● **Instructions to follow**: Locate the line that contains "point: sandy shore". Copy it and every following line through the end of the records, exactly, and include nothing else.

A run of records:
======
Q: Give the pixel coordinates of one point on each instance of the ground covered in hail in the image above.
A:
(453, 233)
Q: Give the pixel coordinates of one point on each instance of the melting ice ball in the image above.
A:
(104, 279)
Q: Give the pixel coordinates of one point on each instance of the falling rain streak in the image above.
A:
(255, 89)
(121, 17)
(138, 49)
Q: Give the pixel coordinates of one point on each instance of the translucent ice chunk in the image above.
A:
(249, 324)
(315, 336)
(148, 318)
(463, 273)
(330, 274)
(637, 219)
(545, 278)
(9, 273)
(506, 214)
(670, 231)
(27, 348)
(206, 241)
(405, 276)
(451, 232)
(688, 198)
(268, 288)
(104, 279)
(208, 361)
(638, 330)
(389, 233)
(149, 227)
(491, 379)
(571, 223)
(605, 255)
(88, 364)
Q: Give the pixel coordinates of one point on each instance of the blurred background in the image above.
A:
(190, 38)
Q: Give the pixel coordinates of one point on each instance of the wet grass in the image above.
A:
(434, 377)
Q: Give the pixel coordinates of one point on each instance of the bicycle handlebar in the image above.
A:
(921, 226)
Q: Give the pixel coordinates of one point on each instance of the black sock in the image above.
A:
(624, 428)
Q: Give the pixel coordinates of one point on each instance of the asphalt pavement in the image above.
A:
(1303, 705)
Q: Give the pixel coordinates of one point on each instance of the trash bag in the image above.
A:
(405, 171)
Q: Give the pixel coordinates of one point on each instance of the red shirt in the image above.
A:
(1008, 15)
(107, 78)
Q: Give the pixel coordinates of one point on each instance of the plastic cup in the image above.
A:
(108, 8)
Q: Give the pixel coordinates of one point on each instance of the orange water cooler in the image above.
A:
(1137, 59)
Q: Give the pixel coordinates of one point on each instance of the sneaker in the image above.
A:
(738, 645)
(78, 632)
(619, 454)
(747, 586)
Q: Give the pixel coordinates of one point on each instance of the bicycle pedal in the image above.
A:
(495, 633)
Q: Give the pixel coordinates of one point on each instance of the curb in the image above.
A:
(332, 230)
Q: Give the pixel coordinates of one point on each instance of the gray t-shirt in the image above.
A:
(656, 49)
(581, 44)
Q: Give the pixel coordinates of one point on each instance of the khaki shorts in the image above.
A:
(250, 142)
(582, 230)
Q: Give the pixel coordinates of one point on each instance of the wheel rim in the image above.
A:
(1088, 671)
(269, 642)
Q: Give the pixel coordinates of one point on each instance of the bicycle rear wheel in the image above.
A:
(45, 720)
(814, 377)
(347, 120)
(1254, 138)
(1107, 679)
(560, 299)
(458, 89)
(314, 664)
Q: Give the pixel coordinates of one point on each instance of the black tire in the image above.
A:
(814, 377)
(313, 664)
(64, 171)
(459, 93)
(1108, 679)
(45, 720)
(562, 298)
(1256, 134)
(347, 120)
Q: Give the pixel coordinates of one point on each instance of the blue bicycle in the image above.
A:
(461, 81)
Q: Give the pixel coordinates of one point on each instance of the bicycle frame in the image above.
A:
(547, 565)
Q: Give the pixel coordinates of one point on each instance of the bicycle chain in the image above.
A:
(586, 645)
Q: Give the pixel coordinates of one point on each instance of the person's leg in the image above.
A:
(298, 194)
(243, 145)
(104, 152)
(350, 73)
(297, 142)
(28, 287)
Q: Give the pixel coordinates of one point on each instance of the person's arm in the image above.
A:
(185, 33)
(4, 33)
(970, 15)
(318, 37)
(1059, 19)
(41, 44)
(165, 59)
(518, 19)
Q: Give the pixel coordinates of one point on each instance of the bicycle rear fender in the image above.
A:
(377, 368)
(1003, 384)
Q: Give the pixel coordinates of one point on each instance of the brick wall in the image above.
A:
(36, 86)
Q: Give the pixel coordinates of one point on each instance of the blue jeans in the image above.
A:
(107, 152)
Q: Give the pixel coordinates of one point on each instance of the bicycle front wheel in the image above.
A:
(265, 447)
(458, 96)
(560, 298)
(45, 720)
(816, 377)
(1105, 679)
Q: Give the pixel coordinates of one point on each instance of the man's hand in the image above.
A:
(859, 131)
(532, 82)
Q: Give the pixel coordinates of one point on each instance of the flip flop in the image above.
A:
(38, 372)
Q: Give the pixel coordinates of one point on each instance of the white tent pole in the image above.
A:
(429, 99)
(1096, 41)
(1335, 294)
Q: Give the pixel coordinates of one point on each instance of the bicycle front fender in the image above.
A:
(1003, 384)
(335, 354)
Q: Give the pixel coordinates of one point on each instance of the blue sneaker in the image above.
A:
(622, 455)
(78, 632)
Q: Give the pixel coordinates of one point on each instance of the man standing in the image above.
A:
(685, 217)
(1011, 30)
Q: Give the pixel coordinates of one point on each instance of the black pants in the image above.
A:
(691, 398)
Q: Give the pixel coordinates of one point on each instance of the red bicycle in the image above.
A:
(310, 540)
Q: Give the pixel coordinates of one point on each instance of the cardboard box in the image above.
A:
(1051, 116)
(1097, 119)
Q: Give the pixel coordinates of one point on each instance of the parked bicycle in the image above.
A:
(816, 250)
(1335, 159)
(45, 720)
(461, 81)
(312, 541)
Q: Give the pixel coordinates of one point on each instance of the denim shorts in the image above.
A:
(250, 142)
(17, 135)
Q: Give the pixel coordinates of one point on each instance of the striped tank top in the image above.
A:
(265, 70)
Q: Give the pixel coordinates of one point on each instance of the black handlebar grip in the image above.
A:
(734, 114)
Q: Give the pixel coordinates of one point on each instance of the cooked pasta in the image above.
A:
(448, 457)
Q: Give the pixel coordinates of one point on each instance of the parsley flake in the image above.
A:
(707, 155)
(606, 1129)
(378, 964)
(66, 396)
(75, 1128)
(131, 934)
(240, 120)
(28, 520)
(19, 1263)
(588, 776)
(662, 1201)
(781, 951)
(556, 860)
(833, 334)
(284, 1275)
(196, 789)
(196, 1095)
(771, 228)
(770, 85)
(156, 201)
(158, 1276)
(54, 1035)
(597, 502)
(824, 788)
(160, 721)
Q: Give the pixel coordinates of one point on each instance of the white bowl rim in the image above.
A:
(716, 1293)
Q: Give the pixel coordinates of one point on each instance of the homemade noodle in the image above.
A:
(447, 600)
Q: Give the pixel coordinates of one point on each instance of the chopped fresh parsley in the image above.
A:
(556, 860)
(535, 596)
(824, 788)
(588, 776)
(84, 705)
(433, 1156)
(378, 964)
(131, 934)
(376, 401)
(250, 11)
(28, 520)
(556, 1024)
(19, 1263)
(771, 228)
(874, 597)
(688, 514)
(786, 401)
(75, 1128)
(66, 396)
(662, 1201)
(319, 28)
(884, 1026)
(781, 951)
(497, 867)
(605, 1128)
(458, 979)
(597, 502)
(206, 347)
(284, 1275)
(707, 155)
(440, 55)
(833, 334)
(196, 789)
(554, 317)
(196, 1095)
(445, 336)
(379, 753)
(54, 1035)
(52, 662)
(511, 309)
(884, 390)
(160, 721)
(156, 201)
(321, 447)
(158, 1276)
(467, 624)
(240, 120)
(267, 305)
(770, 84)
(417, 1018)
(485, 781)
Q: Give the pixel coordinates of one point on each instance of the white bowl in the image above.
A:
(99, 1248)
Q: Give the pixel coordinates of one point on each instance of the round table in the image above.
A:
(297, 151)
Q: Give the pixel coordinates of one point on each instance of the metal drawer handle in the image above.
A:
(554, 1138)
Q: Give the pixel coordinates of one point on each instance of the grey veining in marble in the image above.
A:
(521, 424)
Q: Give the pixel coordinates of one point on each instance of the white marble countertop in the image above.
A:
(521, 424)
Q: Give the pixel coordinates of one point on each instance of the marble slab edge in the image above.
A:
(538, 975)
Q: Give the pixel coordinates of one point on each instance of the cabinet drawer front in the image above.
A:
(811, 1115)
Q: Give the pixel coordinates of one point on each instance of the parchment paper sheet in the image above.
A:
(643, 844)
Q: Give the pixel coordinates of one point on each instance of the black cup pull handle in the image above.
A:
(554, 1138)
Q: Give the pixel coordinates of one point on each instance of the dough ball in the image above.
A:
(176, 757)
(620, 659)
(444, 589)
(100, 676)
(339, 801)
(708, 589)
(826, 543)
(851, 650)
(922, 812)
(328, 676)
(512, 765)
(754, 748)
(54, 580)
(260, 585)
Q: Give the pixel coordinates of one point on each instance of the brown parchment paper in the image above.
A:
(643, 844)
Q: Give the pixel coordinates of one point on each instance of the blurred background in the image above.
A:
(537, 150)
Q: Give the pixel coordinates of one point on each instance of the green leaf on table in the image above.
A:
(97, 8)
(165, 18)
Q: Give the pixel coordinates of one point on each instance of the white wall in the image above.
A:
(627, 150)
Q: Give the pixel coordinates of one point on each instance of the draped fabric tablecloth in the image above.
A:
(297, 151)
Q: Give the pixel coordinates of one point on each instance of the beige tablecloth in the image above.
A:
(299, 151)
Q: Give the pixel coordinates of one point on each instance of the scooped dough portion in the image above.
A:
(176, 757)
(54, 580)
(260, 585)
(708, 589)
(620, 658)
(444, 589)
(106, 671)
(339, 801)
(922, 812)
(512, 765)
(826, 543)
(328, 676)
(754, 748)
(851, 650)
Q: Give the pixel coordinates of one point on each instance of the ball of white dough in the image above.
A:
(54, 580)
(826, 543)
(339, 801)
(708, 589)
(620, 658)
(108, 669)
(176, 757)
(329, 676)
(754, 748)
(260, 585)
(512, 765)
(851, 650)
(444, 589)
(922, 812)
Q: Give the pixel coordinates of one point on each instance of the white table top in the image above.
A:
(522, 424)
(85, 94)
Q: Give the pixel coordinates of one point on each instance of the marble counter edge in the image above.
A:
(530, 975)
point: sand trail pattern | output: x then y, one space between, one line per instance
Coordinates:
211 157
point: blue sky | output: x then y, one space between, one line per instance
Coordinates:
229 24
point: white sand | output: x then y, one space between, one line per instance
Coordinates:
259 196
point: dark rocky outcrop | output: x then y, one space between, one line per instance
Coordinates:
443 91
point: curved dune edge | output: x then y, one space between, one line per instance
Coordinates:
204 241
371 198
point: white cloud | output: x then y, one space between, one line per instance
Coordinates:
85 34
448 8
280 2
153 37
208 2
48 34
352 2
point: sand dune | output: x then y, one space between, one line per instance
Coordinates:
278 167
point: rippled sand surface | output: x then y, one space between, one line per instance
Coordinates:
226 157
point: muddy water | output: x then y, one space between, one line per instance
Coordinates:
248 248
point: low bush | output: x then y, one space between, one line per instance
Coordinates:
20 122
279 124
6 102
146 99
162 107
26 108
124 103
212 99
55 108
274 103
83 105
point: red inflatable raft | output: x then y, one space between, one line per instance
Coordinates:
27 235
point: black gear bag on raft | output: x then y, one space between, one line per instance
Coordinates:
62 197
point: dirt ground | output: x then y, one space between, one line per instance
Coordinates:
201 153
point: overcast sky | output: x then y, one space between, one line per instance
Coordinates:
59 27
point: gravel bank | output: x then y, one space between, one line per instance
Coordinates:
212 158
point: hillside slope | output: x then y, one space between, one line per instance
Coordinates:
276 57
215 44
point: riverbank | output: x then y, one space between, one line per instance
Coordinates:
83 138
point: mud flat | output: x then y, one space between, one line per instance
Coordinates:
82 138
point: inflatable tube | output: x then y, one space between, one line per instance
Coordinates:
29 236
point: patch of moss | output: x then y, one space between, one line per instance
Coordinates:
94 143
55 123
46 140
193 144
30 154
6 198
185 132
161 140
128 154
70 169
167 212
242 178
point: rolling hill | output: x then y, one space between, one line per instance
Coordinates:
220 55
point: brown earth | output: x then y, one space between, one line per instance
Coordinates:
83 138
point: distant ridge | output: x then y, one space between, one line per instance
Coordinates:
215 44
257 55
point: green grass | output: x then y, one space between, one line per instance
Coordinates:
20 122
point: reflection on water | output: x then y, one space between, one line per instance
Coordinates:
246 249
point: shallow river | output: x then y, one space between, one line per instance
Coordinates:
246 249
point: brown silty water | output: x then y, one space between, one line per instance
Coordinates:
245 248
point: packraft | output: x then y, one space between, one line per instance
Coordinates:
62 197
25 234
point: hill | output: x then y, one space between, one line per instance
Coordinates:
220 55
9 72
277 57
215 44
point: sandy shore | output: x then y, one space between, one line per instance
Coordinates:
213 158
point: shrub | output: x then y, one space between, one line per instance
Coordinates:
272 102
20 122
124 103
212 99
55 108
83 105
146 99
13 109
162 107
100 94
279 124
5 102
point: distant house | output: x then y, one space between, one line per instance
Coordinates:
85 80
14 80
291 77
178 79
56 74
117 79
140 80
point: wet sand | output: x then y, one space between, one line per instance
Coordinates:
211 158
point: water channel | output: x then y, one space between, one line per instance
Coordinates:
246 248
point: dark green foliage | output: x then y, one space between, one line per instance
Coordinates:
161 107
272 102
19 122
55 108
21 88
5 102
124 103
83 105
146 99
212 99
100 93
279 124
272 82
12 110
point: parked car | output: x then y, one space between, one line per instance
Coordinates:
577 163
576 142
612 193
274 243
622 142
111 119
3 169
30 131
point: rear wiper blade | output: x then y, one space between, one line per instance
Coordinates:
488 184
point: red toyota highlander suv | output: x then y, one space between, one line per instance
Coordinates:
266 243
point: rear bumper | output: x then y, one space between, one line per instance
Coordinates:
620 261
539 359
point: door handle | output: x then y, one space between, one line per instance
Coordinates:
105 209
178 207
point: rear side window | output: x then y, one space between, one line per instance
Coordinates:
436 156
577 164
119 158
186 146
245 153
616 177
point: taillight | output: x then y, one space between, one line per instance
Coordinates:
======
● **Written answer**:
point: sandy shore | output: x then y, one space between, one line per instance
Coordinates:
213 158
point: shrub | output: x then y, one space between, one line per instance
Coordinates:
272 102
20 122
124 103
212 99
55 108
83 105
146 99
13 109
162 107
100 94
279 124
5 102
point: distant house | output: x then y, one space between, one line per instance
Coordinates:
85 80
14 80
291 77
178 79
56 74
117 79
140 80
point: wet sand | output: x then y, one space between, one line per instance
Coordinates:
211 158
point: water channel | output: x then y, one space between, one line per instance
Coordinates:
246 248
point: dark green foliage | output: x then y, one space between, one line per instance
Coordinates:
161 107
272 102
19 122
55 108
21 88
5 102
124 103
83 105
146 99
212 99
100 93
279 124
272 82
12 110
point: parked car | output: x then y, one space between, one line per instance
Coordinates:
577 163
576 142
612 193
274 243
622 142
111 119
3 169
30 131
point: rear wiper blade | output: x then y, one space between, one line per instance
Coordinates:
488 184
point: red toyota highlander suv | output: x then y, one space between, one line per instance
Coordinates:
266 243
point: rear bumper | output: x then y, one space between, one line per instance
Coordinates:
620 261
539 359
point: door handle | output: x then y, one space between, one line per instance
Coordinates:
105 209
178 207
point: rear side window | output: x then y, one space between, one line per instance
Coordinates:
436 156
577 164
119 158
186 146
245 153
616 177
point: taillight | output: x then y, one space between, one line per instance
Coordinates:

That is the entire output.